Before leaving for Aruba, I did what any normal person would do.
I made donuts.
I had a countertop full of ripe peaches and nectarines and although I thought about making jam with them, that was even a bit much for me.
So I did the next best thing with them.
Make donuts, of course.
And they were looking a little naked so I
splattered them jazzed them up with creamy melted white chocolate. Peaches and cream go together, after all.
And no baking project would be complete without spilling a jar of sprinkles.
In this case, I managed to get them on the donuts. Most of them, anyway.
They turned out light, airy, and delicate.
If love density in my brownies and banana bread, but in homemade donuts, I prefer them lighter. Unless it’s a Krispy Kreme but that’s a whole different animal and one cannot compare baked to fried donuts.
I made them using a pineapple upside-down-cake approach. I diced one peach and one nectarine into small cubes (didn’t even bother peeling them), sprayed the wells of the donut pan very well, placed cubes in the bottom of the wells and prayed that when the time came for the donuts to release, that they would.
I poured batter over the top of the fruit and baked while I waited with fingers crossed, hoping that the fruit underneath the batter wasn’t going to stick, burn, or prevent the donuts from setting up.
I had just a little bit of extra batter, too much to throw out but not enough for another donut, so I took a big pinch of diced fruit, placed it in a muffin liner, and poured the batter over it and baked one lone little muffin-ish thingy.
It had Skylar’s name written all over it.
After they came out of the oven, I let the donuts cool for about 15 minutes in the donut pan, I loosed them with a spatula rather than a knife so I wouldn’t scratch up my pan, and they popped right out. Whew.
I melted some white chocolate, got the sprinkles out, and went to town.
Scott loved these, and he’s not that into peaches, so that’s saying something. He kept raving about the texture. I was just happy to use up some spare fruit before the trip.
Makes 6 to 7 donuts in this Wilton doughtnut pan or 6 donuts + 1 small muffin
3/4 cup fresh peaches or nectarines, diced (I used half of one peach and half of one nectarine, each with the skin kept on)
3/4 cup all-purpose flour
1/4 cup granulated sugar
2 tablespoons light brown sugar, packed
1 teaspoon baking powder
pinch salt, optional
1 tablespoon butter, melted
1/4 cup cream and 1 tablespoon cream or milk, plus additional if necessary
1/2 teaspoon vanilla extract
1/3 cup white chocolate chips, for drizzle
1 tablespoon vegetable shortening, optional
1/4 cup sprinkles, for garnishing
Preheat oven to 325F degrees, spray a 6-count donut pan very well with cooking spray; set aside.

> **What this exercise asks**
**a)** List the three words the peach donut recipe uses to describe how the donuts turned out.
**b)** Pick up the peach donut recipe right after its last step, the one about preheating the oven and spraying the donut pan.

> **Given material**

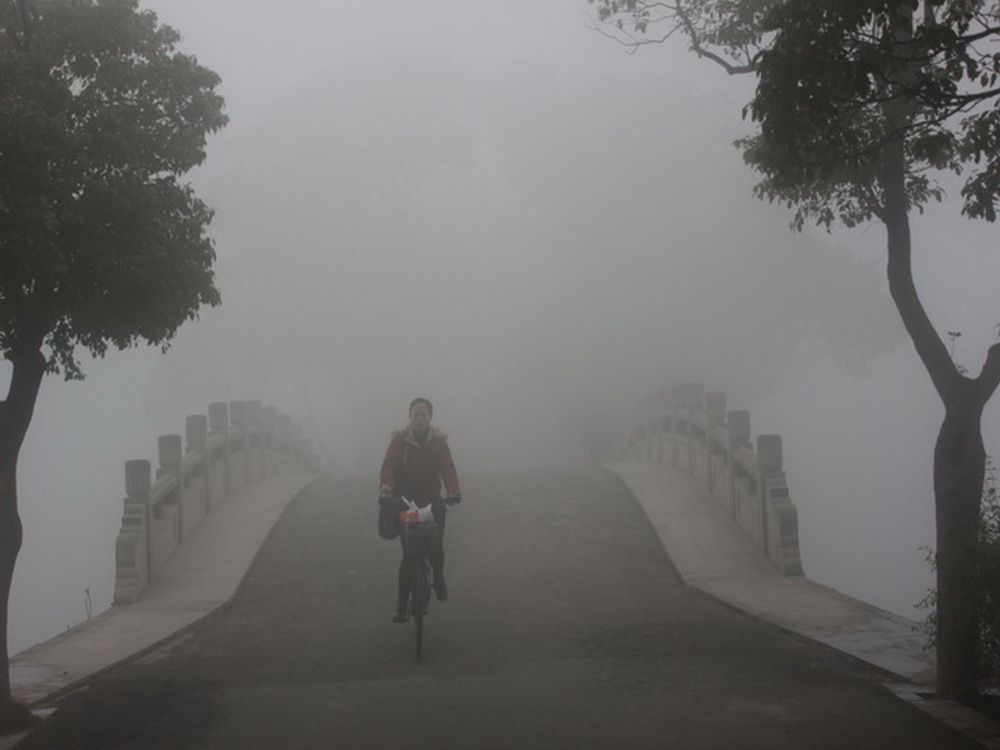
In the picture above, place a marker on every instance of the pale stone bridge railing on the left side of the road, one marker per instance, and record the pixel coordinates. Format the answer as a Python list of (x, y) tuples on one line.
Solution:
[(235, 445)]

> **Answer list**
**a)** light, airy, delicate

**b)**
Dice the peaches and/or nectarines into small cubes and evenly distribute and place the fruit in the bottom of each donut cavity.
In a large bowl, add flour, sugars, baking powder, salt, and stir to combine; set aside.
In a small microwave-safe bowl, melt the butter on high power, about 1 minute. Wait for the butter to cool for 1 minute (so you don’t scramble the egg). Add the egg, cream, vanilla, and whisk to combine. Pour wet mixture over dry, folding until just combined; do not overmix or donuts will be tough. Batter should be thick, but not as thick as cookie dough. Add a splash of cream or milk if necessary to thin batter slightly.
Fill each donut pan cavities with batter, divided evenly; fill each about 3/4 of the way full. If there is a small amount of excess batter, either discard it or make 1 muffin, or make 1 additional donut in another pan.
Bake for 10 to 13 minutes, or until doughnuts have risen, the tops have turned slightly golden, and are springy when touched. A toothpick inserted in the center should come out clean. Allow donuts to cool in the pan for at least 10 minutes before removing them. If they are a bit stuck, rather than using a knife and scratching your pan, use a spatula to gently dislodge them.
Combine the white chocolate and shortening in a small microwave-safe bowl and heat on high power in 20 to 30 second bursts to melt, stopping after each burst to stir until chocolate can be stirred smooth. White chocolate can be stubborn to melt and it scorches easily; using shortening helps it to become and stay smoother. Drizzle melted chocolate over each donut, divided equally. Before chocolate sets up, garnish each donut with sprinkles, divided evenly.
To make gluten-free, use your favorite gluten free flour blend. To make vegan, use a flax egg, melted margarine, and use a confectioners’ sugar-based glaze rather than the white chocolate glaze.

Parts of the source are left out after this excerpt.